## PROBLEM
Return every record verbatim.

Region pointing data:

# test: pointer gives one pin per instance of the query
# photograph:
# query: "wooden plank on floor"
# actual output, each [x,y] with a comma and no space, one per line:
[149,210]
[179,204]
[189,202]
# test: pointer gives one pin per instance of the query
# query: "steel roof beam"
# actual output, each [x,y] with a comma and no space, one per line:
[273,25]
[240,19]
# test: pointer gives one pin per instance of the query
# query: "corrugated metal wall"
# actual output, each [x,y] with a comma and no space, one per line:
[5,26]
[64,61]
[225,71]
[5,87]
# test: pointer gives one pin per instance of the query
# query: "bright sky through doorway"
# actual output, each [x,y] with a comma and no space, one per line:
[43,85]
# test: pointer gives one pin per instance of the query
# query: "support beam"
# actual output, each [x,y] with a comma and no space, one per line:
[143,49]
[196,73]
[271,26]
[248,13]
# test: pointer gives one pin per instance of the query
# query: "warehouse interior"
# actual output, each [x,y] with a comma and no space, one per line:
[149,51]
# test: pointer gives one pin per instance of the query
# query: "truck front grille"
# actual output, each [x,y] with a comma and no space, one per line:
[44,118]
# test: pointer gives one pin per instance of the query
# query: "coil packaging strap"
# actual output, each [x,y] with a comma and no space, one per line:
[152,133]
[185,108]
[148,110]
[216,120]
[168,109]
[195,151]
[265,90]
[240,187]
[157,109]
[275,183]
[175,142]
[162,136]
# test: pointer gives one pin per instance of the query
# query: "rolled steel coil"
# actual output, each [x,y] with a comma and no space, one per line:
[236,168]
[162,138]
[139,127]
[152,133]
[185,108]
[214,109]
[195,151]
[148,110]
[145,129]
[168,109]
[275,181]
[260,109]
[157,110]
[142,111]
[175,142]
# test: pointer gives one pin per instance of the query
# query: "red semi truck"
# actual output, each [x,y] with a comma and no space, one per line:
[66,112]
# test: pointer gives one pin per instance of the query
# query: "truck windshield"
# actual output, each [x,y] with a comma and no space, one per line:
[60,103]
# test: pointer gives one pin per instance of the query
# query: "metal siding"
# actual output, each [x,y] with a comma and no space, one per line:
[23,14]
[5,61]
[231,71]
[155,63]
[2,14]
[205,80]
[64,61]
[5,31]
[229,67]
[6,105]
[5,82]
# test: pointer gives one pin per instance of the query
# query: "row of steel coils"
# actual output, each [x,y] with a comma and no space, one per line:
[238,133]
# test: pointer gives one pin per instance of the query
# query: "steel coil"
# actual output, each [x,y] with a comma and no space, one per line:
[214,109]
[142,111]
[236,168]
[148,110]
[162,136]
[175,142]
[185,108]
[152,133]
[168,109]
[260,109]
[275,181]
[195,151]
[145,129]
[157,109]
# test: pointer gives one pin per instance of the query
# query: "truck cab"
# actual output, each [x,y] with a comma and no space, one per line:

## ANSWER AREA
# test: pointer gives one pin per instance of the query
# photograph:
# query: "wooden plank on floor"
# actual output, each [x,y] with a comma and no space, one per line:
[149,210]
[179,204]
[189,202]
# test: pointer gives one pin per instance of the query
# query: "steel roof beam"
# actual output, each [x,y] with a comma and no space, one per line:
[273,25]
[240,19]
# test: pointer gives one pin per instance of the query
# query: "corrugated metal wall"
# actual output, each [x,y] with a comma and no space, one per line:
[5,26]
[64,61]
[225,71]
[5,87]
# test: pointer gives one pin per instance of the query
# query: "bright sky through doorway"
# actual output, each [x,y] with a comma and no space, one per line:
[43,85]
# test: pointer gives one pin per instance of the query
# query: "support beam"
# actual output, each [x,y] with a comma and no space, one per line:
[143,49]
[196,73]
[271,26]
[248,13]
# test: pointer gives one pin per instance of the query
# query: "warehouse interior"
# actual output, each [x,y] with a comma and no space, one per line:
[149,51]
# test: pointer gives one pin per instance of the query
# query: "truck front grille"
# actual output, each [x,y] with a comma and no space, one per line:
[44,118]
# test: pointer gives one pin per instance of the query
# query: "coil packaging strap"
# actual output, each [x,y] with a comma and no space, one per line:
[152,133]
[185,108]
[148,110]
[216,120]
[168,109]
[195,151]
[265,90]
[240,187]
[157,109]
[275,183]
[175,142]
[162,136]
# test: pointer gives one pin per instance of the query
# query: "rolled steel coil"
# actual output, each [x,y] with a comma and no space, one per line:
[236,168]
[162,138]
[139,127]
[152,133]
[185,108]
[214,109]
[195,151]
[148,110]
[145,129]
[168,109]
[275,181]
[260,109]
[157,110]
[142,111]
[175,142]
# test: pointer gives one pin per instance of the query
# query: "red semi truck"
# actual output, each [x,y] with a comma and no space, one per line:
[66,112]
# test: pointer gives one pin per instance of the query
# query: "truck windshield"
# actual output, each [x,y] with a comma and no space, one per line:
[60,103]
# test: pointer gives one pin per instance of the query
# query: "metal siding"
# actual output, each [x,y] with a comma and no space, one per line:
[23,14]
[5,61]
[231,71]
[155,63]
[2,14]
[205,80]
[64,61]
[5,31]
[229,67]
[6,105]
[5,82]
# test: pointer gives one pin per instance of the query
# query: "row of steel coils"
# actual output, each [x,y] with a comma and no space, one per line:
[238,133]
# test: pointer gives one pin per instance of the query
# query: "steel coil"
# actual output, each [x,y] with a comma and no space, one per line:
[214,109]
[142,111]
[236,168]
[148,110]
[162,136]
[175,142]
[185,108]
[152,133]
[168,109]
[260,109]
[275,181]
[195,151]
[145,129]
[157,109]
# test: pointer gives one pin per instance of the query
# query: "truck cab"
# actual output, each [x,y] with a comma and no space, one per line:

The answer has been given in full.